#### Page excerpt:
========

What's a fixed point number?
-------------------------------------
First off a fixed point number is represented by a limited number of
bits.
You can define that limit when you construct a FixedPt:
fp = FixedPt.new(9.25,6,2)
Which means "construct a fixed point number with the value of 9.25
represented by 6 total bits with the binary point at 2" or in other
words, the number 9.25 with 4 bits for the integer part and 2 bits for
the fractional part,like so:
"1001.01"
^
|+----- That's the binary point. It's just like a decimal point,
but it's for binary numbers.

Actually, to be honest, if you have to ask what a fixed point number is
you probably aren't interested in this package.


Why would I want to use this?
------------------------------
You probably don't want to unless you're modeling a hardware design in
software. ( I suppose you could use FixedPt if you think that math is
just too fast in Ruby these days
For example, say you're doing some sort of Digital Signal Processing
(DSP)and you'd like to implement a particlular algorithm in an FPGA. But
before you reach for the HDL and simulator you want to try an
implementation in a programming language (a real programming language
like Ruby, of course, not Matlab to see if your algorithm works.
However, because you know that you'll be implementing this eventually in
hardware and you also know that you don't have infinite precision in
hardware(generally speaking) so you'd like to see what effect arithmetic on
limited precision numbers (Fixed Point numbers) will have on your algorithm.

========

#### Given exercise 1:
In the page excerpt on fixed point numbers, how many bits does FixedPt.new(9.25,6,2) give to the integer part of 9.25?
#### Given exercise 2:
From the page excerpt on fixed point numbers, write out the passage that starts with the words containing "Why would I" and ends with "your algorithm works.".

========

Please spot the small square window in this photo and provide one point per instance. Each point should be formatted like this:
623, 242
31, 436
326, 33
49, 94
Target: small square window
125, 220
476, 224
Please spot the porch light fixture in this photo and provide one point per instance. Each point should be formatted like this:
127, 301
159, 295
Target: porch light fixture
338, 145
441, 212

========

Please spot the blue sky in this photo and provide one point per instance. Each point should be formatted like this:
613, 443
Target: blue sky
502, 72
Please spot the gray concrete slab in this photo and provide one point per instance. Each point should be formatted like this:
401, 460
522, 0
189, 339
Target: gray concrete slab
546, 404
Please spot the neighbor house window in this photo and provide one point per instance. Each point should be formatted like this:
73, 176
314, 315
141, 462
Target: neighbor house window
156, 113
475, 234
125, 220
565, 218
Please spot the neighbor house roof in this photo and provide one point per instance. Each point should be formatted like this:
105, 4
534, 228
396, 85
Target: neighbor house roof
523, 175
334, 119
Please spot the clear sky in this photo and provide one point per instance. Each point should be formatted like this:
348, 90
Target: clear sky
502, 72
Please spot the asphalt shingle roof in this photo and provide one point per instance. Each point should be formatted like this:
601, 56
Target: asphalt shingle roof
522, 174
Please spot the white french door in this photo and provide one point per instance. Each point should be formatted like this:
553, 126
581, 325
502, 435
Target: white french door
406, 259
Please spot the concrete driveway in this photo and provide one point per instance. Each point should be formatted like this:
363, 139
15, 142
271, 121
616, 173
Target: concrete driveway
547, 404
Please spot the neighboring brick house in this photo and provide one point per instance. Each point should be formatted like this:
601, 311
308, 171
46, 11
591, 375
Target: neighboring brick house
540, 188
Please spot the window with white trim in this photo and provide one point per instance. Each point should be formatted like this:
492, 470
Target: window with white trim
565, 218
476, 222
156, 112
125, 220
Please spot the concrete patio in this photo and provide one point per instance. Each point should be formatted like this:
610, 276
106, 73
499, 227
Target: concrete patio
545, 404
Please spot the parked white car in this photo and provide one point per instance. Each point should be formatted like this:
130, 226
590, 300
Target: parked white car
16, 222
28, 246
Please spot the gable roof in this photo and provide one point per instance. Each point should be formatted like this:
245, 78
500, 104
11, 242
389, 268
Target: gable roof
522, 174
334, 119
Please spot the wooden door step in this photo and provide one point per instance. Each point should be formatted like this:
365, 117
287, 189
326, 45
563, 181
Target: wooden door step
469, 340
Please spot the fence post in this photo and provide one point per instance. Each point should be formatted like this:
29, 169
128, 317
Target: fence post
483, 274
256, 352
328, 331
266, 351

========

#### Expected answer 1:
4 bits

#### Expected answer 2:
Why would I want to use this?
------------------------------
You probably don't want to unless you're modeling a hardware design in
software. ( I suppose you could use FixedPt if you think that math is
just too fast in Ruby these days
For example, say you're doing some sort of Digital Signal Processing
(DSP)and you'd like to implement a particlular algorithm in an FPGA. But
before you reach for the HDL and simulator you want to try an
implementation in a programming language (a real programming language
like Ruby, of course, not Matlab to see if your algorithm works.